▸ **Prompt**
Exclude the pictures, then restate every entry below exactly.
*** Data provided
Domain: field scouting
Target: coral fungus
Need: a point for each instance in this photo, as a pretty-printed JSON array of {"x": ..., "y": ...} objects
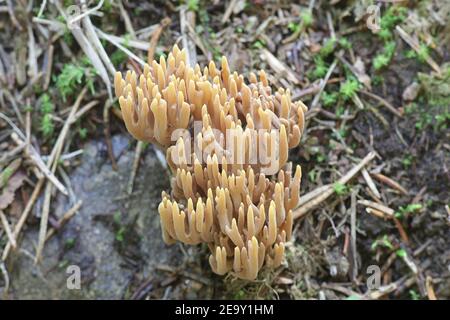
[{"x": 227, "y": 143}]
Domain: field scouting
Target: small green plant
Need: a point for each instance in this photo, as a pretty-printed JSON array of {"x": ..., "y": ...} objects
******
▸ **Reply to the exercise**
Domain: field scouting
Target: coral fungus
Need: a point for each instance in this photo, as a pretty-printed JSON array of {"x": ..., "y": ...} objects
[{"x": 227, "y": 143}]
Domain: field scouting
Target: small green plant
Need: a point for each instance in this photo, as a pretty-printed JSON array of {"x": ..., "y": ...} objects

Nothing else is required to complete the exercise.